# Sfida 1:
Secondo il testo sui reati tributari, a quale importo è stata ridotta la soglia di punibilità per l'omesso versamento di IVA?
# Sfida 2:
Riporta fedelmente il passo del testo sui reati tributari che inizia con "Un secondo ordine" e finisce con "versate (da duecentocinquantamila).".
# Sfida 3:
Indica se ciascuna affermazione concorda con il testo sui reati tributari. Rispondi sì o no e cita alla lettera le parole del testo che lo stabiliscono.
(a) Dopo le modifiche si potranno disporre intercettazioni anche per l'omessa dichiarazione.
(b) La confisca "allargata" si applica anche ai reati di omesso versamento.
(c) Il comma 1-ter dell'art. 4 è rimasto in vigore.

==== Testo dato

L’innalzamento delle cornici edittali ha conseguenze estremamente rilevanti tanto nella fase di indagine quanto di esecuzione della pena. Per quanto concerne le indagini, a seguito di tali modifiche potranno essere disposte intercettazioni anche per le fattispecie di dichiarazione infedele e di omessa dichiarazione. In merito all’espiazione delle pene, l’intervenuto innalzamento delle cornici edittali renderà di fatto più difficoltoso l’accesso alle misure alternative alla pena detentiva, quali l’affidamento in prova ai servizi sociali.

2. L’abbassamento delle soglie di punibilità.

Un secondo ordine di interventi ha riguardato l’abbassamento delle soglie di punibilità:

art. 4 (“Dichiarazione infedele”): la soglia relativa all’imposta evasa è stata abbassata a centomila euro (da centocinquantamila) mentre la soglia relativa agli elementi attivi sottratti all’imposizione è stata ridotta a due milioni (da tre); è stato, invece, abrogato il comma 1-ter, il quale escludeva la punibilità qualora la falsità dipendesse da valutazioni che, considerate singolarmente, differivano in misura inferiore al 10% rispetto a quelle corrette;

art. 10-bis (“Omesso versamento di ritenute dovute o certificate”): la soglia di punibilità è stata abbassata a centomila euro di imposte non versate (da centocinquantamila);

art. 10-ter (“Omesso versamento di IVA”): la soglia di punibilità è stata ridotta a centocinquantamila euro di imposte non versate (da duecentocinquantamila).

3. La confisca “allargata”.

Il decreto fiscale ha poi introdotto l’art. 12-ter, il quale prevede l’applicabilità della cosiddetta confisca “allargata” di cui all’art. 240-bis a tutte le fattispecie delittuose previste dal d.lgs. 74/2000 (ad eccezione dei reati di omesso versamento) purché ricorrano le seguenti condizioni:

a) l’ammontare degli elementi passivi fittizi è superiore a euro centomila nel caso del delitto previsto dall’articolo 2;
b) l’imposta evasa è superiore a euro centomila nel caso dei delitti previsti dagli articoli 3 e 5, comma 1;
c) l’ammontare delle ritenute non versate è superiore a euro centomila nel caso del delitto previsto dall’articolo 5, comma 1-bis;
d) l’importo non rispondente al vero indicato nelle fatture o nei documenti è superiore a euro centomila nel caso del delitto previsto dall’articolo 8;
e) l’indebita compensazione ha ad oggetto crediti non spettanti o inesistenti superiori a euro centomila nel caso del delitto previsto dall’articolo 10-quater;
f) l’ammontare delle imposte, sanzioni ed interessi è superiore ad euro centomila nel caso del delitto previsto dall’articolo 11, comma 1;
g) l’ammontare degli elementi attivi inferiori a quelli effettivi o degli elementi passivi fittizi è superiore a euro centomila nel caso del delitto previsto dall’articolo11, comma 2;
h) è pronunciata condanna o applicazione di pena per i delitti previsti dagli articoli 4 (si ricorda che la soglia di punibilità è stata fissata in centomila euro di imposta evasa n.d.r.) e 10 (il quale punisce l’occultamento o la distruzione di documenti contabili n.d.r.).

========
==== Righe

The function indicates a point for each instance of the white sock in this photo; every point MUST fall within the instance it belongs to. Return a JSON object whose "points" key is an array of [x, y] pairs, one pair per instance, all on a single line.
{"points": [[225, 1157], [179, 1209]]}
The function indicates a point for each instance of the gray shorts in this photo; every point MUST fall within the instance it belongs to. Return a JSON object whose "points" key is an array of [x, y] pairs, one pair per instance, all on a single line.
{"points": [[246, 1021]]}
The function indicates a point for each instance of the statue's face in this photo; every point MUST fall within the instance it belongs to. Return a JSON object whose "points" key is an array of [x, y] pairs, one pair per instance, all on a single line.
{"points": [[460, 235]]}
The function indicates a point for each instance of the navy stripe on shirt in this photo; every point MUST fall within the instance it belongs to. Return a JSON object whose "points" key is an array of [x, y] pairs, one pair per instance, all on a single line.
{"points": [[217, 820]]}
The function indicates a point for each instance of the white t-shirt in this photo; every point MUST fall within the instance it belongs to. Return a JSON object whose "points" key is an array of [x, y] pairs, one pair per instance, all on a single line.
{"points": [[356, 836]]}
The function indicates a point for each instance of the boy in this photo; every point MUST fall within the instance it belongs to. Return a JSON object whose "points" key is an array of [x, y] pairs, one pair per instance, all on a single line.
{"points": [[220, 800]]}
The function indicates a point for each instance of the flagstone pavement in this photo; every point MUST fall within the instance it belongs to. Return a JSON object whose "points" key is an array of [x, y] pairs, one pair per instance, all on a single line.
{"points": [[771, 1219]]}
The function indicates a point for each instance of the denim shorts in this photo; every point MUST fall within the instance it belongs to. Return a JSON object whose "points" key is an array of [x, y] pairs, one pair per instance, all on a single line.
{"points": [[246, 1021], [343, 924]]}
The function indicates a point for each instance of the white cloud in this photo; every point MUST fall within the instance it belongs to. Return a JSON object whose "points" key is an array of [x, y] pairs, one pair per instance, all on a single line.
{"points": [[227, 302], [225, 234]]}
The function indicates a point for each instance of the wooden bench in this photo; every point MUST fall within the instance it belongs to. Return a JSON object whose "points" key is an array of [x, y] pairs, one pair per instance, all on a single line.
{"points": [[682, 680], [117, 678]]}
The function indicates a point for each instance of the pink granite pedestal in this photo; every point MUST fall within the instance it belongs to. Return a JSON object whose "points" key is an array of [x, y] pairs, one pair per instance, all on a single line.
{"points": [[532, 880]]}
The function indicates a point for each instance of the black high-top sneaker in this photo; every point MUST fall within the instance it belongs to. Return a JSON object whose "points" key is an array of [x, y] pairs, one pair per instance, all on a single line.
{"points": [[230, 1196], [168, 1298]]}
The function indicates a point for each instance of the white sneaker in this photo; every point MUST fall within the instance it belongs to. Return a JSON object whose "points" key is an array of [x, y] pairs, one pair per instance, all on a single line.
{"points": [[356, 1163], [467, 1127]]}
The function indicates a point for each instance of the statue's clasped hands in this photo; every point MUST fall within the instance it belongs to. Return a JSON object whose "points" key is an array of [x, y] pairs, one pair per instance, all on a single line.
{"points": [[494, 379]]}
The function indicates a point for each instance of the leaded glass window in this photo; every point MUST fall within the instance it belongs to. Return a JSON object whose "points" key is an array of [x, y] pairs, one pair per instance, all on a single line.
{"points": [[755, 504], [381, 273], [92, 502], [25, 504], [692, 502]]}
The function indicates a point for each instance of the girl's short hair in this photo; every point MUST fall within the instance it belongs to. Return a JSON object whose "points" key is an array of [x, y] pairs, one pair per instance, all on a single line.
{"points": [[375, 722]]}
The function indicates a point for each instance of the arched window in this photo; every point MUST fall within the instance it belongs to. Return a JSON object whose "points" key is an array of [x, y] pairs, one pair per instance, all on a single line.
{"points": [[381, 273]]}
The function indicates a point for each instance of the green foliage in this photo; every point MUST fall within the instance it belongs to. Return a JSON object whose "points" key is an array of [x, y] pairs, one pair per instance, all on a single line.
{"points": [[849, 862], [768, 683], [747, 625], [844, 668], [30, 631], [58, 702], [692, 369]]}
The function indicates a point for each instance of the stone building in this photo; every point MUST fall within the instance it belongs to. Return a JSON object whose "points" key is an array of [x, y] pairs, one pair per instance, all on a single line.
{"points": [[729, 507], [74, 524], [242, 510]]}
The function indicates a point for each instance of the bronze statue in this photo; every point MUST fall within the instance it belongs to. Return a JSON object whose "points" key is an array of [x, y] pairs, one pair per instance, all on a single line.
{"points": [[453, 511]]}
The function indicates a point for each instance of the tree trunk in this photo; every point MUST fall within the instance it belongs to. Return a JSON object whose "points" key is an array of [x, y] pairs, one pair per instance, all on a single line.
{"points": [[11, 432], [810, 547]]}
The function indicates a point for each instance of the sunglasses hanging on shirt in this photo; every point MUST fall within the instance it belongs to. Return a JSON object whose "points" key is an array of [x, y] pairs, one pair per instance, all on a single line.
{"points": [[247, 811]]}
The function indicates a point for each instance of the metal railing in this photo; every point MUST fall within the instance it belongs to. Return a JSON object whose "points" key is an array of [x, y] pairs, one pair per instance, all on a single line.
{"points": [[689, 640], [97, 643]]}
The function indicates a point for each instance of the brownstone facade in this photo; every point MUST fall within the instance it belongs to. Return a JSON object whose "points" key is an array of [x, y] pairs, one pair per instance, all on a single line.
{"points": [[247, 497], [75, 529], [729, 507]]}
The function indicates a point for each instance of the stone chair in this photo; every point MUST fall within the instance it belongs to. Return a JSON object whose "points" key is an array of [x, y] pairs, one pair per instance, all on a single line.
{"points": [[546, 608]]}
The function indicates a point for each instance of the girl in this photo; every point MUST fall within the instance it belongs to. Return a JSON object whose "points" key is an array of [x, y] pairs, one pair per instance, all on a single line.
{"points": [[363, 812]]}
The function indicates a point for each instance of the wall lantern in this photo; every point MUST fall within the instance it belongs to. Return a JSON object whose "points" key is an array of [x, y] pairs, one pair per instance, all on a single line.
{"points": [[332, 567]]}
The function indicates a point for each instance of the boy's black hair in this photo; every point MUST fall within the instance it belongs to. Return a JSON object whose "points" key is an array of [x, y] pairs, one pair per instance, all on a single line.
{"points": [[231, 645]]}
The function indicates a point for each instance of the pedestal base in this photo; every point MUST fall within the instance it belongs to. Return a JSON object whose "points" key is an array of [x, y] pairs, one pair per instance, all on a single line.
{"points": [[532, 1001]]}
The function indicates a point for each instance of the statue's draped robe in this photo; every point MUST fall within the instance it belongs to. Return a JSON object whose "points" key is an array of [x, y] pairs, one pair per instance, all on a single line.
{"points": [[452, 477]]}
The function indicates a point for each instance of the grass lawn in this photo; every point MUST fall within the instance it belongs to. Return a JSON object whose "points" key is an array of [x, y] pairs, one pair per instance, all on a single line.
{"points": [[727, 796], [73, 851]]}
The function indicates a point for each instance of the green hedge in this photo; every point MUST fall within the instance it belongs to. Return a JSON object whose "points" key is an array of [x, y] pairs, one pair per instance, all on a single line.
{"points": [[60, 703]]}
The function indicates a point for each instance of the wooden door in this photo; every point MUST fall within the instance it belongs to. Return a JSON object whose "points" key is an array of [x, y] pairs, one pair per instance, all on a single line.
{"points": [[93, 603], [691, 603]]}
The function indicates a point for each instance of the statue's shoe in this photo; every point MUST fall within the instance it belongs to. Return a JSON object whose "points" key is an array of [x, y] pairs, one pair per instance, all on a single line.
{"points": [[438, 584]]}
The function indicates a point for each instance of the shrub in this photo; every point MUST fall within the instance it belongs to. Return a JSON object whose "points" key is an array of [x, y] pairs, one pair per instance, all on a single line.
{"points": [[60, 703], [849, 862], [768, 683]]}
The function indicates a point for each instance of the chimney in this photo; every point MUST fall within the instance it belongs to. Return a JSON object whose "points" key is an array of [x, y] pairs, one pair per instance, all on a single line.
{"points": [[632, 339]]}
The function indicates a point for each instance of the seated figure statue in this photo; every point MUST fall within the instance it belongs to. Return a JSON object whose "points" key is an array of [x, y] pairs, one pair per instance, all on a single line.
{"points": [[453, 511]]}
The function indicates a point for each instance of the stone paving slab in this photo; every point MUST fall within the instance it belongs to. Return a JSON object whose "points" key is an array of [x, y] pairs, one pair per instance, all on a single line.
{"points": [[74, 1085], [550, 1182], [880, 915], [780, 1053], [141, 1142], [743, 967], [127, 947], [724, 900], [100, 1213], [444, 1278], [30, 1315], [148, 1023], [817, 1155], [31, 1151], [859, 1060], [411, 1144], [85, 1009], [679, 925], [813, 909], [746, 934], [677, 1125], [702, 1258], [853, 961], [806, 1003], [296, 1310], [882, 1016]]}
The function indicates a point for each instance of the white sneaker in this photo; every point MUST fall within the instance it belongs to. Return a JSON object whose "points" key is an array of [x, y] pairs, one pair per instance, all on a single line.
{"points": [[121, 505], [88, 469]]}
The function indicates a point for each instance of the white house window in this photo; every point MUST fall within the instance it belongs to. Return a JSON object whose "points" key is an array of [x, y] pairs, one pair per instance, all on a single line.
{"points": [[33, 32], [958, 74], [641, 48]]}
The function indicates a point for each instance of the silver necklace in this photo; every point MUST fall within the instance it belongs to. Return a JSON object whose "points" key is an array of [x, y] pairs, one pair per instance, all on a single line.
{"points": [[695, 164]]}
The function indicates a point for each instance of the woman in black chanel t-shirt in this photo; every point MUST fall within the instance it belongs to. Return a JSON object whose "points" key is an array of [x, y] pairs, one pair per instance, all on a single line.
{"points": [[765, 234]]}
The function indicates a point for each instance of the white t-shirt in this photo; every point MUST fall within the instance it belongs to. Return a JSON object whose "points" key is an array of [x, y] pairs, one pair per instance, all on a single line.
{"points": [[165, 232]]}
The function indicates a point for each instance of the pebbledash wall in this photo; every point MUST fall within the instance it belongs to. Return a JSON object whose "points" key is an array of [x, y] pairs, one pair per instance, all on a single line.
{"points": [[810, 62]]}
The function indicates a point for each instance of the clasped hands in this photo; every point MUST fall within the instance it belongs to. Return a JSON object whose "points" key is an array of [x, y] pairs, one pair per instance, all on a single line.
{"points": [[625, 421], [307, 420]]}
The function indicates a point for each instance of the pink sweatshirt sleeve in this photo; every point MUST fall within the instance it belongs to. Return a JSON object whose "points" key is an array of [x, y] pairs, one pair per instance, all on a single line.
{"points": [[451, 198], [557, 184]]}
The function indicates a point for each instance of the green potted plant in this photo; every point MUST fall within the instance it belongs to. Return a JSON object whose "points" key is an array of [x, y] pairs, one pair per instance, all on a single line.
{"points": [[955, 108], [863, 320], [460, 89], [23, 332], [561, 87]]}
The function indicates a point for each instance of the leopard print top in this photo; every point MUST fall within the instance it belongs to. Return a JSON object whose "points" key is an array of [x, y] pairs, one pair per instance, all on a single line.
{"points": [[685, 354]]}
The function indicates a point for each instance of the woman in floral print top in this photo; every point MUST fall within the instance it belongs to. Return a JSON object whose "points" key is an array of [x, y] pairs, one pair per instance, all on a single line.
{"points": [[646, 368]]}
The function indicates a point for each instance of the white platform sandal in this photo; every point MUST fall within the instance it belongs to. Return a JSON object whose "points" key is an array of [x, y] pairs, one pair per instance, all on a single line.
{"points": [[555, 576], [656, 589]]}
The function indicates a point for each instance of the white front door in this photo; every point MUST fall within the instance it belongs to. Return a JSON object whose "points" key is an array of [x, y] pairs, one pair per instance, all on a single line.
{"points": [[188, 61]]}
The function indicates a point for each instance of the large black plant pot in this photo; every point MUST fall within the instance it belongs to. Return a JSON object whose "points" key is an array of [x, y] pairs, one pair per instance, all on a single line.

========

# Risposta 1:
È stata ridotta a centocinquantamila euro di imposte non versate, rispetto ai precedenti duecentocinquantamila.

# Risposta 2:
Un secondo ordine di interventi ha riguardato l’abbassamento delle soglie di punibilità:

art. 4 (“Dichiarazione infedele”): la soglia relativa all’imposta evasa è stata abbassata a centomila euro (da centocinquantamila) mentre la soglia relativa agli elementi attivi sottratti all’imposizione è stata ridotta a due milioni (da tre); è stato, invece, abrogato il comma 1-ter, il quale escludeva la punibilità qualora la falsità dipendesse da valutazioni che, considerate singolarmente, differivano in misura inferiore al 10% rispetto a quelle corrette;

art. 10-bis (“Omesso versamento di ritenute dovute o certificate”): la soglia di punibilità è stata abbassata a centomila euro di imposte non versate (da centocinquantamila);

art. 10-ter (“Omesso versamento di IVA”): la soglia di punibilità è stata ridotta a centocinquantamila euro di imposte non versate (da duecentocinquantamila).

# Risposta 3:
(a) Sì: "potranno essere disposte intercettazioni anche per le fattispecie di dichiarazione infedele e di omessa dichiarazione".
(b) No: "(ad eccezione dei reati di omesso versamento)".
(c) No: "è stato, invece, abrogato il comma 1-ter".